TASK DESCRIPTION -> Rewrite every line of the items below as a JSON list of strings, one string per line, with blank lines omitted.

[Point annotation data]

----------

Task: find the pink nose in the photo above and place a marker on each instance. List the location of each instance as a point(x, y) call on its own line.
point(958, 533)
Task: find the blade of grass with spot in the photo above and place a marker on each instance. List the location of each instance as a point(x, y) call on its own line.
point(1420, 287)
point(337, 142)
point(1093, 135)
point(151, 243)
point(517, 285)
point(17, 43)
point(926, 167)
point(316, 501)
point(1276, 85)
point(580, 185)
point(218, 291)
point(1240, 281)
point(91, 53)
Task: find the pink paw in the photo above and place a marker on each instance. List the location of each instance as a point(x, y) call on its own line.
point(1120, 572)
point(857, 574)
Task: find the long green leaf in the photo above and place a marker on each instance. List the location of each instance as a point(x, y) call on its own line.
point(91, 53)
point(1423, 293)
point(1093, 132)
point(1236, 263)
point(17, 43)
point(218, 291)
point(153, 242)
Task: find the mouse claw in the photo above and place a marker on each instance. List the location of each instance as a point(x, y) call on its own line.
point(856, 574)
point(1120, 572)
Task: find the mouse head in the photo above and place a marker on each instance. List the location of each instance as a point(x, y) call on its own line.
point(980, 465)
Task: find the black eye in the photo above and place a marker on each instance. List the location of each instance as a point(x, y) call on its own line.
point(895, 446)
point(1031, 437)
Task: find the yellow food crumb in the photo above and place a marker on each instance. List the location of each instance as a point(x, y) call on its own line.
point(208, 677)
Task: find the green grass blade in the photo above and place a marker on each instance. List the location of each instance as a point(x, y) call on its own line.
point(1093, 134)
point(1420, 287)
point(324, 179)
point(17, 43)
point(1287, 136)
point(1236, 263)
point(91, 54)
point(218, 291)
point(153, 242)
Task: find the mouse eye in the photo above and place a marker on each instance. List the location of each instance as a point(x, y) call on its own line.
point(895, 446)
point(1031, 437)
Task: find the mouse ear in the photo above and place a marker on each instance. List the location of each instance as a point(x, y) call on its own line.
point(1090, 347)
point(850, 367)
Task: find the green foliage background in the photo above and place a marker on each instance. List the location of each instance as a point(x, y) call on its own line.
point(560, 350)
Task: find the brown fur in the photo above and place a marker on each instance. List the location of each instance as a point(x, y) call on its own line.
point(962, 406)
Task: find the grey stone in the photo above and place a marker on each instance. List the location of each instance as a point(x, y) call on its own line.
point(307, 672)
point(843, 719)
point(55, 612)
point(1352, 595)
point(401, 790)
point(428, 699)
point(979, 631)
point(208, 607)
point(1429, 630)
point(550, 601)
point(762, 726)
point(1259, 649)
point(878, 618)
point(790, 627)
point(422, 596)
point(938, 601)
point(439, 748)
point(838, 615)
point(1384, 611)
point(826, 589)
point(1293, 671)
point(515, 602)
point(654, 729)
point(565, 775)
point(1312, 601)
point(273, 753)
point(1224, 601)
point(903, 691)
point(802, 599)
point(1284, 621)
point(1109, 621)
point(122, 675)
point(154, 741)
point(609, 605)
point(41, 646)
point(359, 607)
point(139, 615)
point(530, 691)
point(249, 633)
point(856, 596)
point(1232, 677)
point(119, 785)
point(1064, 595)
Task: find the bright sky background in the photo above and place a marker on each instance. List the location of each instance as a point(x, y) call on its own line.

----------

WORKED ANSWER ->
[
  "Task: find the pink nose in the photo above and place a marker on each instance. List the location of each instance as a point(x, y) call on its own line.",
  "point(958, 533)",
  "Task: find the blade of grass with spot in the photo above and place a marker on each instance. List the location of each instance as a point(x, y) call on its own line.",
  "point(1420, 287)",
  "point(337, 142)",
  "point(1093, 135)",
  "point(151, 243)",
  "point(517, 285)",
  "point(17, 43)",
  "point(926, 167)",
  "point(316, 501)",
  "point(1276, 85)",
  "point(580, 185)",
  "point(218, 291)",
  "point(1240, 281)",
  "point(91, 53)",
  "Task: find the pink paw in the photo above and place a marker on each instance. List the location of each instance as a point(x, y) call on its own line.",
  "point(1120, 572)",
  "point(857, 574)",
  "Task: find the long green leaf in the photo above and place a marker on each instance. List the location of each instance as a point(x, y) call on its own line.",
  "point(91, 53)",
  "point(1423, 293)",
  "point(1093, 132)",
  "point(1236, 263)",
  "point(17, 43)",
  "point(218, 291)",
  "point(153, 242)",
  "Task: find the mouse claw in the photo above and place a marker on each instance. List the location of each instance as a point(x, y) call on its own line.",
  "point(856, 574)",
  "point(1120, 572)",
  "Task: find the mouse head in the photo above and place a marker on each instance. List the location of each instance as a point(x, y) call on its own line.",
  "point(980, 465)",
  "Task: find the black eye in the photo above and place a marker on each instance. List the location of each instance as a point(x, y) call on its own line.",
  "point(895, 446)",
  "point(1031, 437)",
  "Task: find the yellow food crumb in the photo above and place a marker on each instance. List the location of each instance as a point(x, y) call on its own line.",
  "point(208, 677)",
  "Task: find the green grass blade in the photo above and place a marker on each instance. List the location of each instance as a point(x, y) call on its own line.",
  "point(1093, 134)",
  "point(1420, 287)",
  "point(324, 179)",
  "point(17, 43)",
  "point(1287, 136)",
  "point(1236, 263)",
  "point(91, 54)",
  "point(218, 291)",
  "point(153, 242)",
  "Task: find the mouse eye in the photo above and place a marker on each instance. List the location of each instance as a point(x, y) call on its own line.",
  "point(895, 446)",
  "point(1031, 437)",
  "Task: find the mouse ear in the photo above and place a marker on each instance. List the location of each instance as a point(x, y) call on its own line.",
  "point(1090, 347)",
  "point(850, 367)",
  "Task: find the green foliage background in the photo above and place a marker on each instance. List the location of each instance as a point(x, y) call on its own line.",
  "point(560, 350)",
  "Task: find the brown fur in the photo above and place a marker on each instance. List the location of each instance as a point(x, y) call on its own line.",
  "point(962, 406)",
  "Task: find the grey stone in the photo above and place a marker on each instance. List the location of each instance as a point(x, y) call on its own line.",
  "point(307, 672)",
  "point(843, 719)",
  "point(55, 612)",
  "point(1352, 595)",
  "point(401, 790)",
  "point(428, 699)",
  "point(979, 631)",
  "point(208, 607)",
  "point(1429, 630)",
  "point(550, 601)",
  "point(762, 726)",
  "point(1259, 649)",
  "point(878, 618)",
  "point(790, 627)",
  "point(422, 596)",
  "point(938, 601)",
  "point(439, 748)",
  "point(838, 615)",
  "point(1384, 611)",
  "point(826, 589)",
  "point(1293, 671)",
  "point(515, 602)",
  "point(654, 729)",
  "point(565, 775)",
  "point(1312, 601)",
  "point(273, 753)",
  "point(1224, 601)",
  "point(903, 691)",
  "point(802, 599)",
  "point(1284, 621)",
  "point(1109, 621)",
  "point(122, 675)",
  "point(154, 741)",
  "point(609, 605)",
  "point(41, 646)",
  "point(359, 607)",
  "point(139, 615)",
  "point(530, 691)",
  "point(249, 633)",
  "point(856, 596)",
  "point(1232, 677)",
  "point(119, 785)",
  "point(1064, 595)",
  "Task: find the bright sky background in the photo above and place a marker on each instance. List the location of each instance as a point(x, y) call on its own line."
]